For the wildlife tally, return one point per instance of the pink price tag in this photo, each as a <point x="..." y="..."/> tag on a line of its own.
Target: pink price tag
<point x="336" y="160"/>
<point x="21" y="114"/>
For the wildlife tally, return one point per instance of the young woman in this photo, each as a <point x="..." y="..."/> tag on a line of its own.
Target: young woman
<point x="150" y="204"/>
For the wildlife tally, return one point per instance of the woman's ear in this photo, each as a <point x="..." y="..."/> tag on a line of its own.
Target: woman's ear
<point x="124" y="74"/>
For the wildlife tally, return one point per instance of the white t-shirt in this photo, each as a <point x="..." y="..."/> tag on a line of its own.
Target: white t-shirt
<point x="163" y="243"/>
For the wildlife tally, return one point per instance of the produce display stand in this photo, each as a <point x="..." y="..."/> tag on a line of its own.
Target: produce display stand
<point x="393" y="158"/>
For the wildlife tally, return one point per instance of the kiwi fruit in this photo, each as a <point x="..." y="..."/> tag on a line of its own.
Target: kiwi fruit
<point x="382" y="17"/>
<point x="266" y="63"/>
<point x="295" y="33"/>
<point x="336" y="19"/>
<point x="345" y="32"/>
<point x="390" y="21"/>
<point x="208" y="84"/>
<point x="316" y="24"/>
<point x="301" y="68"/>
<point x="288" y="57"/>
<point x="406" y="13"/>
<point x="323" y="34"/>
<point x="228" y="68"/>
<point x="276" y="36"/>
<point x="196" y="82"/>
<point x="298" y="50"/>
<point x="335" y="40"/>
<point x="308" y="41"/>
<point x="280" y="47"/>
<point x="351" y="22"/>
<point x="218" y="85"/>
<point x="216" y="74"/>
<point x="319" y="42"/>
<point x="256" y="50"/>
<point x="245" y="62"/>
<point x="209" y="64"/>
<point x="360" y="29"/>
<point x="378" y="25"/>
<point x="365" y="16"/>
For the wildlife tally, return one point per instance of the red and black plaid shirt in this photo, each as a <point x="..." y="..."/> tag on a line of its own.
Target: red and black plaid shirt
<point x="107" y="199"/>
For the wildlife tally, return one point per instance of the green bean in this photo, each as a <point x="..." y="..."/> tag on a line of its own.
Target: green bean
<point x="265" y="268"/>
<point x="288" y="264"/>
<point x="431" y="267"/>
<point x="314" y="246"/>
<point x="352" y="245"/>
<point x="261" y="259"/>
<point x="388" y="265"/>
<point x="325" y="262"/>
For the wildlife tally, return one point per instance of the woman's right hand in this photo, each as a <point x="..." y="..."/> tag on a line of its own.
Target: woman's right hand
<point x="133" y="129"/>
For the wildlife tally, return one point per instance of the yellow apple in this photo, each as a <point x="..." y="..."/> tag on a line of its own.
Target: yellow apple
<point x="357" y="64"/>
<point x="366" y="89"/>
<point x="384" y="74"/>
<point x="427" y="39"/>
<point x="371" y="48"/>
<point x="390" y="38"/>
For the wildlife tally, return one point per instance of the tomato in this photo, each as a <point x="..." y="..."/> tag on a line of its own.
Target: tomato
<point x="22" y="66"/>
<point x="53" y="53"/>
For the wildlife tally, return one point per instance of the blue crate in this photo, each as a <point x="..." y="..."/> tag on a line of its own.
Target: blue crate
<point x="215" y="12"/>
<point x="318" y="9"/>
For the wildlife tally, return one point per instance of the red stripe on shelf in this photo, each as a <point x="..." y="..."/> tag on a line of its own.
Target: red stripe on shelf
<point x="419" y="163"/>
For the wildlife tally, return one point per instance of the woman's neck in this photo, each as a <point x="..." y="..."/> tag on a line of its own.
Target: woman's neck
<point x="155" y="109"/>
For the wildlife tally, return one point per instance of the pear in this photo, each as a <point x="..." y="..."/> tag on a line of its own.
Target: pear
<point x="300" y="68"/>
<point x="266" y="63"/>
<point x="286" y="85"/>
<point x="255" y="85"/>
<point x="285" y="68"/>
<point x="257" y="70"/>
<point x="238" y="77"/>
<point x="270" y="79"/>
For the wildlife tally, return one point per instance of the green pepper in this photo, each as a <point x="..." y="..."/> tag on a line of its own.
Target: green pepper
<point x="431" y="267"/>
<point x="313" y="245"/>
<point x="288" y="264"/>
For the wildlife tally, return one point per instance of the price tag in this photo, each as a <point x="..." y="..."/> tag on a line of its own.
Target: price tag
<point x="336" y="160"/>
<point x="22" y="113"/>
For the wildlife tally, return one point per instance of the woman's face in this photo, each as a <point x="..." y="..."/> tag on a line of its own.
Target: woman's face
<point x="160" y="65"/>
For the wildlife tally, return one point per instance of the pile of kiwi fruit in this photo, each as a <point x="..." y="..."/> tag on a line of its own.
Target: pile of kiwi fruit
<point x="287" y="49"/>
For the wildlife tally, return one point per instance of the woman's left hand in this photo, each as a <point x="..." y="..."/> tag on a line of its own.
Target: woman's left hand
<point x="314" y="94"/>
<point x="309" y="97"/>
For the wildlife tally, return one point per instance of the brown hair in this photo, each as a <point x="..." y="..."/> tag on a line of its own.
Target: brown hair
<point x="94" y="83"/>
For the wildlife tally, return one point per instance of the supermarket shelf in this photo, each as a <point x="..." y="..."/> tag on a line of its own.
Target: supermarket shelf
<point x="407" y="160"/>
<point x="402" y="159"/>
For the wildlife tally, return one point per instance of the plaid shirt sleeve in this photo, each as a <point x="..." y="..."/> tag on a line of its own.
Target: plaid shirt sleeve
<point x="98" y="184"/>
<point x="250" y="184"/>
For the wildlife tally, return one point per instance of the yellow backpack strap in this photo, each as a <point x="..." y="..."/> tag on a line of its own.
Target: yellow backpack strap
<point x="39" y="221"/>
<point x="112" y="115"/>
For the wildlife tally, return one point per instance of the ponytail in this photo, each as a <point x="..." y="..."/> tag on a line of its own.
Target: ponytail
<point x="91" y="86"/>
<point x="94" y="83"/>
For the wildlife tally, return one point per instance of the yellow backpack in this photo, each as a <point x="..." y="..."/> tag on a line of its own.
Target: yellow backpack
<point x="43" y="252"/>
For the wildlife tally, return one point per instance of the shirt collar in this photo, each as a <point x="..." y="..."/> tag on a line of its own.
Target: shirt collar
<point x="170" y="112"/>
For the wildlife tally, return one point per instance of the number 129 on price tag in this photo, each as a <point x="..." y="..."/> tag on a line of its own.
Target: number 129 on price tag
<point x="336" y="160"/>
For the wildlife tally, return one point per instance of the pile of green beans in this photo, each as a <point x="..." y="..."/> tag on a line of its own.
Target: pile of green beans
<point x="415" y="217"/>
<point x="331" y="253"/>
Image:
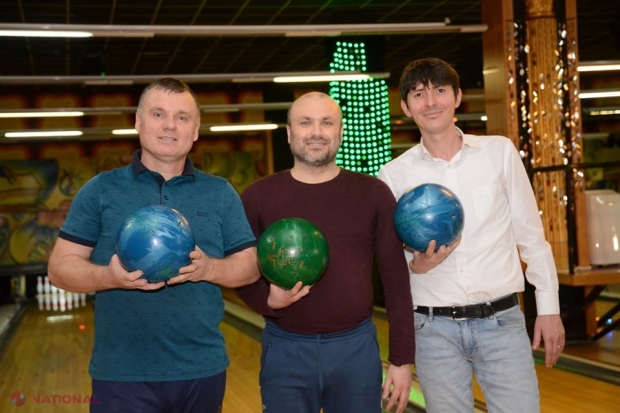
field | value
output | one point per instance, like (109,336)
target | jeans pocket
(420,322)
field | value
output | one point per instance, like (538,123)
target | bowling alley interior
(544,73)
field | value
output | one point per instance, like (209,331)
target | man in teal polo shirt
(158,346)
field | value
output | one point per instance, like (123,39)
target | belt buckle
(488,307)
(454,317)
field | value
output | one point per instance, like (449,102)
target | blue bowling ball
(428,212)
(156,240)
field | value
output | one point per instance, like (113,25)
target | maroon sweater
(355,213)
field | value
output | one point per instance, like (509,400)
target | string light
(366,144)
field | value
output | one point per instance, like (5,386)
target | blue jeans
(184,396)
(339,372)
(496,350)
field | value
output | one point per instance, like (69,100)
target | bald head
(317,99)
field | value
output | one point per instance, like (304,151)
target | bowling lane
(46,360)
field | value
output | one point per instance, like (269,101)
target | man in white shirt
(467,315)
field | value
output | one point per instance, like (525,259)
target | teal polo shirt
(172,333)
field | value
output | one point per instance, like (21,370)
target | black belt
(473,311)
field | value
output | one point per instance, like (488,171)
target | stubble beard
(305,157)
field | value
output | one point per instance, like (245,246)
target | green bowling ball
(292,250)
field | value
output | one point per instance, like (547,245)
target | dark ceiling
(597,20)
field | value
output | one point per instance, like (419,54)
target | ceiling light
(598,66)
(44,33)
(593,94)
(248,30)
(124,132)
(56,114)
(43,134)
(187,78)
(324,78)
(236,128)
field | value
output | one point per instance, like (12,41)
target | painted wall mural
(38,182)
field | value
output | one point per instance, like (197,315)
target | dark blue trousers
(339,372)
(185,396)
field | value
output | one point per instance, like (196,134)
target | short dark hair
(429,70)
(169,84)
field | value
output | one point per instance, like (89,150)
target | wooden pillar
(499,69)
(575,133)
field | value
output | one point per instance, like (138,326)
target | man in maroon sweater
(319,345)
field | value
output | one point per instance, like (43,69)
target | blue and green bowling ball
(292,250)
(428,212)
(156,240)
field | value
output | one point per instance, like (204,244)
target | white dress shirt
(502,225)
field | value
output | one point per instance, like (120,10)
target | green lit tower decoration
(366,145)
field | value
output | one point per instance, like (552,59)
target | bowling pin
(54,292)
(47,288)
(62,299)
(40,297)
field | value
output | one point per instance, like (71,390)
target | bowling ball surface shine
(428,212)
(156,240)
(292,250)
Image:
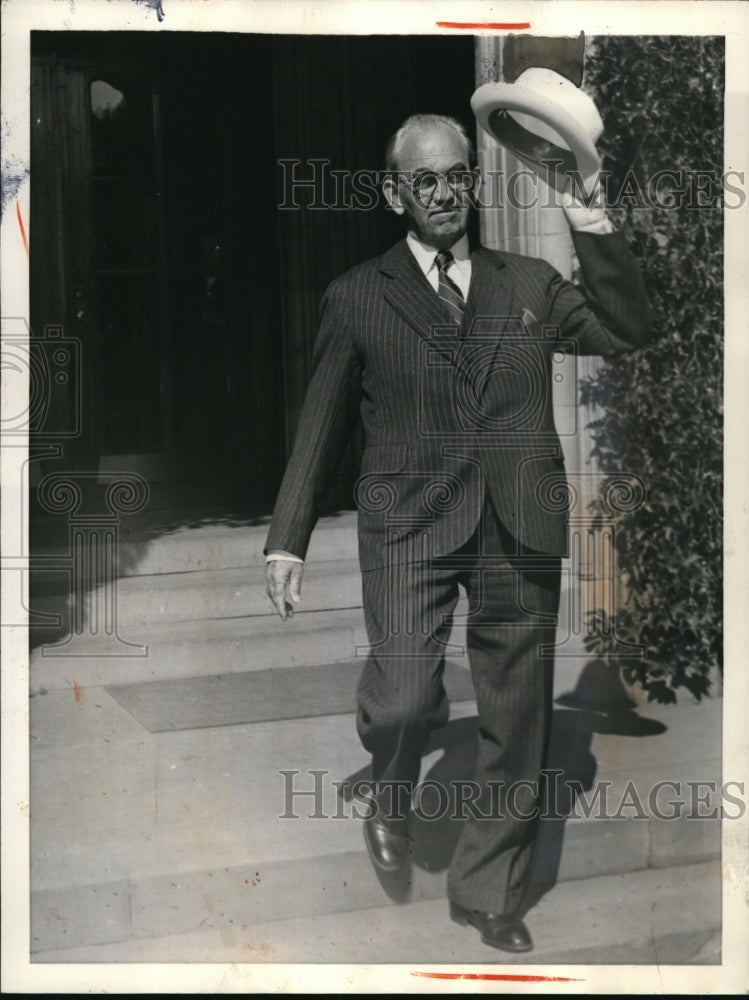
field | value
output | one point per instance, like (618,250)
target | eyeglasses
(424,186)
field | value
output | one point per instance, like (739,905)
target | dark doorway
(158,241)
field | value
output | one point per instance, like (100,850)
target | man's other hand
(283,585)
(582,213)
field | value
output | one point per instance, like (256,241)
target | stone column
(541,230)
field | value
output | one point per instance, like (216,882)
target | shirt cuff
(601,227)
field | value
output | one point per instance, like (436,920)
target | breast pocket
(384,458)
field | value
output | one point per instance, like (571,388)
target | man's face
(439,216)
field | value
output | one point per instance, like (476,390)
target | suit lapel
(489,297)
(410,294)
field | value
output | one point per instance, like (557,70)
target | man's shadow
(598,705)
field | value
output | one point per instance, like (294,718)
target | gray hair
(395,143)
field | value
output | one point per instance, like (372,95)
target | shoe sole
(398,866)
(464,921)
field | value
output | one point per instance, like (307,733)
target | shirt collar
(425,255)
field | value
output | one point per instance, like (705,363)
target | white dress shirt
(460,272)
(459,269)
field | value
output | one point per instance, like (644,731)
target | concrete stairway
(137,834)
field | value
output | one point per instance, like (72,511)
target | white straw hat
(546,121)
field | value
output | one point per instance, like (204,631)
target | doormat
(257,696)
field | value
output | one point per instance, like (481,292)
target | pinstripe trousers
(513,602)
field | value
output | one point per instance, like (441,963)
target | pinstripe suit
(459,484)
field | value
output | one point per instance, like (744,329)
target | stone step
(622,919)
(187,649)
(223,544)
(211,594)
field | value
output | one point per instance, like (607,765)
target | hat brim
(492,105)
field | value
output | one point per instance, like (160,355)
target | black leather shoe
(387,845)
(508,933)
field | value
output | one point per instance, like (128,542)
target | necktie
(447,290)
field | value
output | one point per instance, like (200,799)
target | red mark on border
(22,228)
(473,25)
(497,977)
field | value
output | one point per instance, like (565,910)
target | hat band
(529,146)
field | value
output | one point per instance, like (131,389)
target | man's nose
(443,193)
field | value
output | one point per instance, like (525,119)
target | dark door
(154,201)
(158,240)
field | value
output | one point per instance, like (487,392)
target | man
(446,354)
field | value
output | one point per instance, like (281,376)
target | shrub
(662,104)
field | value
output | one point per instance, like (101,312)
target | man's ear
(392,195)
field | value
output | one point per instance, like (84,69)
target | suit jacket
(450,412)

**WHAT TO WORK ON**
The output should be exactly the lines above from the line containing "output | one point per instance, like (509,400)" to the line containing "output | one point per instance, like (69,100)", inclusive, with no other lines.

**SOLUTION FOR THIS PROBLEM**
output | one point per instance, like (509,400)
target | string light
(366,144)
field | value
output | one point per instance, like (5,386)
target | blue jeans
(184,396)
(339,372)
(496,350)
field | value
output | one point per instance, like (69,100)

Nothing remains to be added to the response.